§ WORK INSTRUCTIONS:
Gather every line in the listing below that contains the word "SHOULD". Case counts.

§ GIVEN DATA:
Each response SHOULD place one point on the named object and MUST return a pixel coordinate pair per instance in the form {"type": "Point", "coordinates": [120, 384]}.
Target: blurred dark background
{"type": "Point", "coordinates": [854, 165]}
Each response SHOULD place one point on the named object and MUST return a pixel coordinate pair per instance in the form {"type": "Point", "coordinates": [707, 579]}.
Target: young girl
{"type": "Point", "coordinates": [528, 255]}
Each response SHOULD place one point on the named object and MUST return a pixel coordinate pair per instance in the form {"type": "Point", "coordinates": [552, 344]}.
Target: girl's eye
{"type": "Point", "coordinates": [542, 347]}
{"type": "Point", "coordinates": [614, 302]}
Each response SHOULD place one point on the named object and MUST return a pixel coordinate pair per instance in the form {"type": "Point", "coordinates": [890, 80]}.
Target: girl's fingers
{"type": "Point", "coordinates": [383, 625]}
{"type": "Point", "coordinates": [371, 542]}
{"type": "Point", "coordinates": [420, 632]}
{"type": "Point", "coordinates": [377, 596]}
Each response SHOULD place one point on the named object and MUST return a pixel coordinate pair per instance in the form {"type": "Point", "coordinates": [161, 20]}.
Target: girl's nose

§ WRITTEN ANSWER:
Each response SHOULD place one point on the named object and MUST return a pixel coordinate pair per instance in the form {"type": "Point", "coordinates": [120, 384]}.
Each response SHOULD place one point on the named object and MUST return a pixel coordinate pair per instance in the form {"type": "Point", "coordinates": [707, 579]}.
Each response SHOULD place one point on the named object and MUST return a pixel coordinate pair per instance in the form {"type": "Point", "coordinates": [552, 344]}.
Each response SHOULD place one point on the named object and MUST return a pixel coordinate pair per instance in the form {"type": "Point", "coordinates": [890, 80]}.
Each response SHOULD place one point on the named object and MUST return a pixel coordinate pair per instance in the form {"type": "Point", "coordinates": [161, 20]}.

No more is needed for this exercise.